» **Work to complete**:
What lines in the data below mention the string "hoodie"? Copy them out.

» **Records shown**:

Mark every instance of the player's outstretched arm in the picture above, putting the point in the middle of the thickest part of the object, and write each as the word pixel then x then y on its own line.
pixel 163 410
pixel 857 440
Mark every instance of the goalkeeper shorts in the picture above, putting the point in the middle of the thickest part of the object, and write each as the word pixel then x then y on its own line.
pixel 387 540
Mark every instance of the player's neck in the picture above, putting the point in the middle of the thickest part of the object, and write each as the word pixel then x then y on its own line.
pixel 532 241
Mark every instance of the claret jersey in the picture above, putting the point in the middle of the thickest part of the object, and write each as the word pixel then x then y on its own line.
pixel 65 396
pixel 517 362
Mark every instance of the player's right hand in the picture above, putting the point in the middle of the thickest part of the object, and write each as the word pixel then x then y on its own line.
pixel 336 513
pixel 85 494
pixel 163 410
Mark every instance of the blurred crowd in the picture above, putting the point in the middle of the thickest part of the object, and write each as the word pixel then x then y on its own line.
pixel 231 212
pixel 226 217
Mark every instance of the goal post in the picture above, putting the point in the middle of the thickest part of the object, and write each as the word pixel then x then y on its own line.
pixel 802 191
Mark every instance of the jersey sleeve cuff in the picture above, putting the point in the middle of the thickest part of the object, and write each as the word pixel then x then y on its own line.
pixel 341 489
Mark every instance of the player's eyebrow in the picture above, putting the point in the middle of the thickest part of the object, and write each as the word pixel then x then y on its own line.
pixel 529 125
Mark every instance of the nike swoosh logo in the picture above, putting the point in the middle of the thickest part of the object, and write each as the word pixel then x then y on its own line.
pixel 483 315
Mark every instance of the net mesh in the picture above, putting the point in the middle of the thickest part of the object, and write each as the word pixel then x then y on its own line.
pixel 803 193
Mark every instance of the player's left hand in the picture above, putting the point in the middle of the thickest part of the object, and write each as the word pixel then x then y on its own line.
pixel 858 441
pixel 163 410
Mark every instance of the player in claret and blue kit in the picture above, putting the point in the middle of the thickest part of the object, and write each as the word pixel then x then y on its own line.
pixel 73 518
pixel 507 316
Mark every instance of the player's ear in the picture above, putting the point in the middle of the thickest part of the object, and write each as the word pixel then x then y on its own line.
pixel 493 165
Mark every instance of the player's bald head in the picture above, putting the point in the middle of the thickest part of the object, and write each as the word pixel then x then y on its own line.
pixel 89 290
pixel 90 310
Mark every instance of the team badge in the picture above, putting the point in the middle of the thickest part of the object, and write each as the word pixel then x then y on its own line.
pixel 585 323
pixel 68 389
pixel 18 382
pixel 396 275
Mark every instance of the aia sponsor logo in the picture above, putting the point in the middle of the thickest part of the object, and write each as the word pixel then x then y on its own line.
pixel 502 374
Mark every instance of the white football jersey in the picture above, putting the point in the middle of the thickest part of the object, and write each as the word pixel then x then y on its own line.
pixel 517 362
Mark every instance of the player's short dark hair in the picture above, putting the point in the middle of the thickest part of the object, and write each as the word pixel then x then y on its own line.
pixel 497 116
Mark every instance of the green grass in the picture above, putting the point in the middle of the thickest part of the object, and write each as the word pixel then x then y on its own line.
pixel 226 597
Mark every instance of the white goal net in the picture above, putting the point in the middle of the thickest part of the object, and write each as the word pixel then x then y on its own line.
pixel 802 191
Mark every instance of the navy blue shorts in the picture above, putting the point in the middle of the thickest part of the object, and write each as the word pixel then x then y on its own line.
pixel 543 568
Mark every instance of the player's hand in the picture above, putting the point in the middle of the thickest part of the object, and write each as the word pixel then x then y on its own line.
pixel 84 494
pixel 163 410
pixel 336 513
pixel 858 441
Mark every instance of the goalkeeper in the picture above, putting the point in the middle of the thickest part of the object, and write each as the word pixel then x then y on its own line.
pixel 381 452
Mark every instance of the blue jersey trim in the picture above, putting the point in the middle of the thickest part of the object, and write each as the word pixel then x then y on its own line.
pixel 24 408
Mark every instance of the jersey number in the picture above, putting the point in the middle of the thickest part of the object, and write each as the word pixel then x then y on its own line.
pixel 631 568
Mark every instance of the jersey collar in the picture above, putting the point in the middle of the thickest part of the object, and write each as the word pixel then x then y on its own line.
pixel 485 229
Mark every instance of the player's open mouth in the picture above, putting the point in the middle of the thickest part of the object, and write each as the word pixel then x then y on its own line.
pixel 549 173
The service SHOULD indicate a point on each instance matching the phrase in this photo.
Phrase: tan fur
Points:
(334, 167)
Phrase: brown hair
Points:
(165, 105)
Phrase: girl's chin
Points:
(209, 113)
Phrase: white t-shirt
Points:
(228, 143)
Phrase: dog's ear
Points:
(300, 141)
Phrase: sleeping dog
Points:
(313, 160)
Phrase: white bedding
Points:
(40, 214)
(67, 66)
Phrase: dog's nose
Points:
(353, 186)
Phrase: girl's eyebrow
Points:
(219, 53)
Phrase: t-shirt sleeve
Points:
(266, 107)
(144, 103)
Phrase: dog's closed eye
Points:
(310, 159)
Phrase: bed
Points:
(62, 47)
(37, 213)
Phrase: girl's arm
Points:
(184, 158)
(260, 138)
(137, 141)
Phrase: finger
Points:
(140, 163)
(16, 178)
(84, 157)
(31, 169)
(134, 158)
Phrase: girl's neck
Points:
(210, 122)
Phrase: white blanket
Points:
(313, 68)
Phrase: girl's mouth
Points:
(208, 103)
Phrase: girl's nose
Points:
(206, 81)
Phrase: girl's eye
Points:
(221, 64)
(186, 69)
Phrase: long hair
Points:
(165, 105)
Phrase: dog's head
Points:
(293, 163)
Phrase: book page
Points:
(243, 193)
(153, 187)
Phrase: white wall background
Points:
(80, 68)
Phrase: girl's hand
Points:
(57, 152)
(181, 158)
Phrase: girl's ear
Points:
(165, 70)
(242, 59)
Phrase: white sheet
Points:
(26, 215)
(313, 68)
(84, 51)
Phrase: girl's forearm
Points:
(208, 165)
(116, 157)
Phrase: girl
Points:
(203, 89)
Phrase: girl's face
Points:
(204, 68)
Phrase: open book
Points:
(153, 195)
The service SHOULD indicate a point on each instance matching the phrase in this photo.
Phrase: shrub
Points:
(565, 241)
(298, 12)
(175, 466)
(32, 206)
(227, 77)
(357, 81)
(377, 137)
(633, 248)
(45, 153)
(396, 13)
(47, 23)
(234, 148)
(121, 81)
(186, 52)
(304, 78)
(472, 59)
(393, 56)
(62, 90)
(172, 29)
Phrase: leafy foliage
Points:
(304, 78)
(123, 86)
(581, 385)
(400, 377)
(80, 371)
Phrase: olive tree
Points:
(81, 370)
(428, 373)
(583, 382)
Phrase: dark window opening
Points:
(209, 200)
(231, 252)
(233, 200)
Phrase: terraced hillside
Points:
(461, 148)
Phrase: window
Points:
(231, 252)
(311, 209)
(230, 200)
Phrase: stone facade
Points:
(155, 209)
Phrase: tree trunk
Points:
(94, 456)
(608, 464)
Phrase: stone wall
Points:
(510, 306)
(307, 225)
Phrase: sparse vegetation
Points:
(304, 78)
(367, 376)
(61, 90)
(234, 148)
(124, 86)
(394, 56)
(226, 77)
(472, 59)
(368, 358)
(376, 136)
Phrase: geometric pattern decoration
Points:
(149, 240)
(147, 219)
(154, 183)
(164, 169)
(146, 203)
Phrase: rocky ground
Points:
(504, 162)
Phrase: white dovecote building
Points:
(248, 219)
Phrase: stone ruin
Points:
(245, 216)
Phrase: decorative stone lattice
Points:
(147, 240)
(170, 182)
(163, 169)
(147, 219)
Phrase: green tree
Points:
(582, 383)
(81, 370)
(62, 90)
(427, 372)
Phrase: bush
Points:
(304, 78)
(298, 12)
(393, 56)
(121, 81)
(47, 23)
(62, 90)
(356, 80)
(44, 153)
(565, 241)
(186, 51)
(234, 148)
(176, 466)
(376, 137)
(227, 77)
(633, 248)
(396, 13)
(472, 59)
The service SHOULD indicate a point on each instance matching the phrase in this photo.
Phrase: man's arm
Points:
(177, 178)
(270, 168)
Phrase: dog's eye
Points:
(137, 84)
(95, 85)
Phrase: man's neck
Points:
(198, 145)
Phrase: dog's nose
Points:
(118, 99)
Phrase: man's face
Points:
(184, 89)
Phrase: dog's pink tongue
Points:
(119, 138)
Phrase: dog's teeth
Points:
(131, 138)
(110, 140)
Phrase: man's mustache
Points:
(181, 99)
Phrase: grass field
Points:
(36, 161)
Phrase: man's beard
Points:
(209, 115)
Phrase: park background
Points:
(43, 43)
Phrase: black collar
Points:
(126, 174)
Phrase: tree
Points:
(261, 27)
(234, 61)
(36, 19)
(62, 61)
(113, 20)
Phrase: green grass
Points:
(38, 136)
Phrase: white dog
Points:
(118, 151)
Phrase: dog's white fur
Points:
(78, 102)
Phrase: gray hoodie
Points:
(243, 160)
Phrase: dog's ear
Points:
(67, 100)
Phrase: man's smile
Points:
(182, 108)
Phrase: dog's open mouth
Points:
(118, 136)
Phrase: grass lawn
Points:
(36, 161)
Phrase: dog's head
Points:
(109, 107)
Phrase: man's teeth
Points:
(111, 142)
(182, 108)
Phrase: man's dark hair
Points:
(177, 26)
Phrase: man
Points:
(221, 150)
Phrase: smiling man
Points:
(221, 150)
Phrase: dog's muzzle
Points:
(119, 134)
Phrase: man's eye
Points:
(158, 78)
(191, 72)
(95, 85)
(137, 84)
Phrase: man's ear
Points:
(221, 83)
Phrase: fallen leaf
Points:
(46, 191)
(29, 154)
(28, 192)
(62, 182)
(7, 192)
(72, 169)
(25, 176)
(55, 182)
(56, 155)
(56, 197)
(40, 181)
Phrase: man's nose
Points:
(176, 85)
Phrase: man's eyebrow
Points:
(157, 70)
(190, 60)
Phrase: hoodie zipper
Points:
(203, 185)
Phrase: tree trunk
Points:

» **Result of the exercise**:
Phrase: gray hoodie
Phrase: hoodie zipper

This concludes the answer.